== Excerpted text ==

Why the large SSDs now? Not just for OS & programs?

Plus the other thing is, if you have more then your OS and programs on 1 drive, backing up the drive makes it harder.. thats the main reason I have my games,music and rubbish on a separate drive.
 
Another option for those sitting on smaller ssd's would be to try primocache, its designed for other purposes aswell but i find it brilliant to just set it as my lvl2 cache for two 2gb mech's.
I have a 120 samsung as main os and a second as cache drive to my 2 mechs for gaming and editing. It will cache the most used programs shifting out the stuff not used as often if your cache fills. I use it set to read optimise im not worried about writing as i send my encode to my main ssd, as its mainly empty.

A word of warning as i guess most enthusuasts are speed demons, you can use write delay to give impressive bench results but this will increase the chances if not using a UPS of data corruption on a power failure, i dont use this at all.

It works very well for me, in battlefield even on map change im usually waiting on a 7 second timer before the game starts. I find BF4 on a mech drive only totally frustrating the load times are intolerable for me anyway there is without any doubt a longer load time in that game if not using an ssd.

I find it useful as i can change / upgrade my mech drives and the software will rebuild the cache and away i go, it does take time to rebuild with your usage ill admit.

One of the downsides i found was that if your rig isnt 100% stable and you blue screen it will have to rebuild the cache again. I have a secondary machine my daughter uses when she pops round and that would occasionsally error. Other than that the cache is permanent i dont think it was on earlier versions infact im pretty sure it wasnt as i stopped using it as for my use it wasted time rebuilding the cache on every shutdown

Website is here have a read on first before trying http://http://www.romexsoftware.com/en-us/primo-cache/
 
When I had 60GB SSDs, it was only just enough for Windows/Prog Files and a couple of games. Then went to 120GB which allowed more games to be installed and now have a 240GB which means I can keep all games installed I want to play :)

===

▶ Work to complete
Answer from the SSD thread:
(a) What optimization setting is PrimoCache set to?
(b) On a Battlefield map change, how long is the timer usually waited on before the game starts?
(c) What three SSD sizes did the last poster move through?
The material isn't needed here.

== Entries ==

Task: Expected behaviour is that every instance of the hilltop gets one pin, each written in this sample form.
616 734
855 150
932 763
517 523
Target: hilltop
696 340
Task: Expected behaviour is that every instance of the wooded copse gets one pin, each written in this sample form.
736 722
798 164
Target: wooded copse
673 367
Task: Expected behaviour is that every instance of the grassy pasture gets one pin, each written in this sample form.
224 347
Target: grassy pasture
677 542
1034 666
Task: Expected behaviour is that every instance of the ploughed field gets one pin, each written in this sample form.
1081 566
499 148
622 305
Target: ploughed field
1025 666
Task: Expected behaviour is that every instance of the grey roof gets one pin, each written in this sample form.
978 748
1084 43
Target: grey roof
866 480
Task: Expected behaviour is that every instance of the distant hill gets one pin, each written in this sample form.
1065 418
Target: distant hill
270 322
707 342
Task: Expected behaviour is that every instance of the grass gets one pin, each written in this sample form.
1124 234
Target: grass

===

▶ Task response
(a) Read optimization.
(b) 7 seconds.
(c) 60GB, 120GB and 240GB.